═════ PASAJE DEL DOCUMENTO
La libertad de la que tanto se alardea en América es en gran medida ficticia. El tres por ciento de los norteamericanos está en el trullo disfrazándose para algún matón presidiario, o bien en libertad condicional y controlado por nuestra enorme red carcelaria o por funcionarios que le siguen los pasos por medio de dispositivos electrónicos. Una cuarta parte de los presidiarios del mundo se halla en cárceles norteamericanas gracias a la acción de su propio gobierno. Mi querida esposa no cree que esto sea demasiado preocupante, y la mayoría de mis amigos lo encuentran incluso tranquilizador. Pero los que no estamos en la cárcel o en libertad vigilada somos prisioneros de los créditos, de nuestros empleos, de nuestra necesidad de pagar un seguro sanitario o de nuestra incesante lucha por una jubilación decente. Hace una década los asesores financieros consideraban que un fondo de pensiones adecuado debía alcanzar depósitos de 100.000 dólares. Ahora los datos de Kiplinger aseguran que hace falta llegar al medio millón de dólares y tal vez más. Vamos, que en nuestra puñetera vida tendremos pasta suficiente para vivir, y sanseacabó.

En cada experiencia humana de la América media alguien se lleva su tajada, bien un intermediario listo, bien alguna tecnología, flamante y placentera. El proceso se aceleró a mediados de siglo, cuando la televisión empezó a secuestrar el mundo intelectual y político y a alejarlo de los americanos corrientes. Ahora la pseudo experiencia humana a través de la televisión se ha desplazado al ciberespacio. Pero cabe preguntarse si ese universo infinito y abstracto se está expandiendo o contrayendo. ¿Estamos siendo liberados o aplastados? Algo más que ignoraremos hasta que ya sea demasiado tarde.
══════════
ENUNCIADO A: En el pasaje sobre la libertad en América, ¿por qué quienes no están en la cárcel ni en libertad vigilada son también prisioneros? Responde en una a tres oraciones.
ENUNCIADO B:
Contesta a partir del pasaje sobre la libertad en América:
(i) ¿Qué porcentaje de los norteamericanos está en la cárcel o en libertad condicional?
(ii) Hace una década, ¿qué depósitos debía alcanzar un fondo de pensiones adecuado según los asesores financieros?
(iii) ¿En qué momento se aceleró el proceso por el que alguien se lleva su tajada de cada experiencia humana?
ENUNCIADO C: Enumera todas las cantidades de dinero y todas las proporciones (porcentajes o fracciones) que menciona el pasaje sobre la libertad en América.
═════ DATOS EXTRAÍDOS
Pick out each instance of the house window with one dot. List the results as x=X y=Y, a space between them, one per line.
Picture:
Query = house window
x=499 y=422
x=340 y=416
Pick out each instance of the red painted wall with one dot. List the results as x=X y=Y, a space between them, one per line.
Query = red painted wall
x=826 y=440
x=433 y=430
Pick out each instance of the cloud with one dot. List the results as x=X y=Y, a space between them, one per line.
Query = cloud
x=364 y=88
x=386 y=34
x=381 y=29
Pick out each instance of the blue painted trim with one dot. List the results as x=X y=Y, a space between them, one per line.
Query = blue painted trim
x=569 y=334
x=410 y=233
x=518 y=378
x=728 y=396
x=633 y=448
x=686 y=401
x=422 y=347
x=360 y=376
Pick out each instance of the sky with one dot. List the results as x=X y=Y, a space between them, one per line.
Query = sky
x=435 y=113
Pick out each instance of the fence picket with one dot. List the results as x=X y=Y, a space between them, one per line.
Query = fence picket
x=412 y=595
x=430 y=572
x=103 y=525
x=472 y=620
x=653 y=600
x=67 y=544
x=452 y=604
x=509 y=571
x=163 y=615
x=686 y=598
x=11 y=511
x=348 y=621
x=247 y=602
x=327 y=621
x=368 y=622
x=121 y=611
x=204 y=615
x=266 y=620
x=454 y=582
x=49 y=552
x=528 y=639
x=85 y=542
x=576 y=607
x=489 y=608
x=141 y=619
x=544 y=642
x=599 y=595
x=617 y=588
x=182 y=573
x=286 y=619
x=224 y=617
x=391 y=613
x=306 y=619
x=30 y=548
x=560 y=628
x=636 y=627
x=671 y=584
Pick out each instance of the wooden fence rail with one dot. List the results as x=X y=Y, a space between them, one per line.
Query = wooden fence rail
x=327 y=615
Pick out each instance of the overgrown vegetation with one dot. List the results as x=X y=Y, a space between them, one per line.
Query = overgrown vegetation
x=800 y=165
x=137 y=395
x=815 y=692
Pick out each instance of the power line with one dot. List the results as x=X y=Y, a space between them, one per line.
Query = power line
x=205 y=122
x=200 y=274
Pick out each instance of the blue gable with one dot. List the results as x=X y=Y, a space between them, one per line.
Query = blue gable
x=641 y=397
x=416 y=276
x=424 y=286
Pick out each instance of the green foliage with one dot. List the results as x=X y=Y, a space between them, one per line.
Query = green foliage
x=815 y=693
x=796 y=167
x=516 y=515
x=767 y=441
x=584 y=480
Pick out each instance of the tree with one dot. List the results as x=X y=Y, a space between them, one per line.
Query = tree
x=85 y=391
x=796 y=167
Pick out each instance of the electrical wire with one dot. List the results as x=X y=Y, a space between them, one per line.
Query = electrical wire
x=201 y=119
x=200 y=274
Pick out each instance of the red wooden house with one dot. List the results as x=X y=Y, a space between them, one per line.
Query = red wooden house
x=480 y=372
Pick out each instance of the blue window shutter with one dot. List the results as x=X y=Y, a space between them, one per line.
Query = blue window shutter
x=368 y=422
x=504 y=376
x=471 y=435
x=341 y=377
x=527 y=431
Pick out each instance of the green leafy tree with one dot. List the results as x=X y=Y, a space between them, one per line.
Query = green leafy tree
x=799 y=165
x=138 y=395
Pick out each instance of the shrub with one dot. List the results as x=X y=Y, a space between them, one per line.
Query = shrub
══════════
SOLUCIÓN A: Son prisioneros de los créditos, de sus empleos, de la necesidad de pagar un seguro sanitario o de su incesante lucha por una jubilación decente.

SOLUCIÓN B:
(i) El tres por ciento.
(ii) 100.000 dólares.
(iii) A mediados de siglo, cuando la televisión empezó a secuestrar el mundo intelectual y político y a alejarlo de los americanos corrientes.

SOLUCIÓN C:
- El tres por ciento
- Una cuarta parte
- 100.000 dólares
- Medio millón de dólares